▶ [WHAT THE TASK ASKS]:
Read the records and write them out again exactly.

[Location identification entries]
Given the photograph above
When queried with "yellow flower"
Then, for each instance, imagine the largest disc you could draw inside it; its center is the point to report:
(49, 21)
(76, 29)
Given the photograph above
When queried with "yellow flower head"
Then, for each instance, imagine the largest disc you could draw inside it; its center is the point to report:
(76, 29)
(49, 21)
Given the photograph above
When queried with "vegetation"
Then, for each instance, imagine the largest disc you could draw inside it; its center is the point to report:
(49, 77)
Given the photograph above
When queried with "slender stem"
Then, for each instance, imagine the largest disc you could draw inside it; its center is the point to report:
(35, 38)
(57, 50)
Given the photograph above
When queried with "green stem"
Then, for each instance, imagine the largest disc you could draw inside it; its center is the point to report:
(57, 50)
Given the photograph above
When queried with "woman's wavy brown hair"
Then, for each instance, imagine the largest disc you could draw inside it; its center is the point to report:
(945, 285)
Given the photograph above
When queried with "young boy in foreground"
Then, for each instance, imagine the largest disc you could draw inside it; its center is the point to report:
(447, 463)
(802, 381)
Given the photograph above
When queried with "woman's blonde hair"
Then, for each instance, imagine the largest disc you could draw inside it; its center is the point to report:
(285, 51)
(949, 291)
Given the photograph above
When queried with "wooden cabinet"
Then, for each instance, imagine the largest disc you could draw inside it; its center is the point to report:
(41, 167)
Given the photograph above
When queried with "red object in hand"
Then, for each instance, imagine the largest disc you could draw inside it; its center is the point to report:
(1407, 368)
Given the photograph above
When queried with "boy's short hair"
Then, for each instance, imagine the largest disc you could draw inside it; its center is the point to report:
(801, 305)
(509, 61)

▶ [EXPECTED OUTPUT]:
Given the photograph above
When queried with "yellow flower"
Then, for each instance, imagine the largest disc you could draw inside it; its center is the point to report:
(49, 21)
(76, 29)
Given the photograph above
When queried with "yellow flower head"
Then, for each instance, imagine the largest disc you could draw inside it; its center is the point to report:
(76, 29)
(49, 21)
Given the photograph above
When queried with "vegetation"
Then, for each instance, imagine the largest disc you could draw inside it; its center is the point to report:
(49, 77)
Given the photograph above
When queried with "slender stem"
Then, for each instance, imagine the largest disc you could draw inside it; its center is the point to report:
(35, 38)
(57, 50)
Given the photograph above
When queried with "green stem"
Then, for each instance, imagine the largest disc you could draw inside it; its center is the point to report:
(57, 50)
Given the photograph above
When queried with "woman's wavy brown hair"
Then, for each instance, imagine the largest disc you could draw inside it; its center is the point to report:
(945, 285)
Given the photograph above
When queried with "young boy in foreground"
Then, for each instance, imagine the largest disc you could draw inside it; its center is the point to report:
(447, 463)
(802, 381)
Given the photograph above
When queried with "woman's blonde hair"
Then, for each instance, imagine the largest disc you could draw inside it; its center is the point to report:
(285, 51)
(949, 291)
Given the photograph above
When queried with "wooden cabinet"
Then, for each instance, imagine the largest disc you could draw inside it; its center is the point to report:
(41, 167)
Given the photograph above
When queried with "red object in hand"
Then, for each instance, imagine the largest disc you could draw inside it; its center is the point to report:
(1407, 368)
Given the photograph above
When queried with "boy's short hair"
Then, for each instance, imagine the largest disc you could draw inside it; its center is the point to report:
(801, 305)
(509, 61)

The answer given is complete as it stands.